Records from a point annotation set:
--

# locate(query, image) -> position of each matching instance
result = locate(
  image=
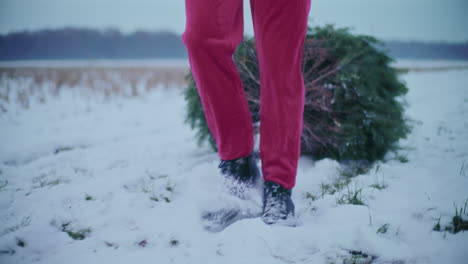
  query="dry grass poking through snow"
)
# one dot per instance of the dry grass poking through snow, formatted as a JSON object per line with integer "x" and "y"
{"x": 21, "y": 84}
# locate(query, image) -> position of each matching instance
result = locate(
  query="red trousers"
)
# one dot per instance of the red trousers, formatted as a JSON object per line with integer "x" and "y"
{"x": 214, "y": 29}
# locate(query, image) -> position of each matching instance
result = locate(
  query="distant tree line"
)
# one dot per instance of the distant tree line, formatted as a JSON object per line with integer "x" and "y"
{"x": 79, "y": 43}
{"x": 74, "y": 43}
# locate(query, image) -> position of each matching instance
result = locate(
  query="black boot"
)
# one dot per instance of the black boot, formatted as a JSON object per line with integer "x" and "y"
{"x": 278, "y": 208}
{"x": 240, "y": 174}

--

# WRITTEN REQUEST
Transcribe every line of the records above exactly, omitting the pictures.

# RESPONSE BELOW
# locate(query, image) -> position of each matching instance
result = locate(
  image=
  query="dry grass poking through snow"
)
# one dot per instance of the dry grass poking through snow, formatted as a JSON object per line with integer "x" and "y"
{"x": 21, "y": 84}
# locate(query, image) -> position of each matching instance
result = locate(
  query="red trousers"
)
# one dot per instance of the red trousers, formatted as a JSON object per line with integer "x" and "y"
{"x": 214, "y": 29}
# locate(query, image) -> position of each matching instance
result = locate(
  query="distant tree line"
)
# one dot per instance of the distant tree line, formatted as a JSON object per line with integer "x" and "y"
{"x": 79, "y": 43}
{"x": 74, "y": 43}
# locate(query, image) -> position of each matching instance
result = locate(
  query="black boot"
)
# one dot per instance of the black boot, formatted as a JSON object per line with integer "x" and "y"
{"x": 278, "y": 208}
{"x": 240, "y": 174}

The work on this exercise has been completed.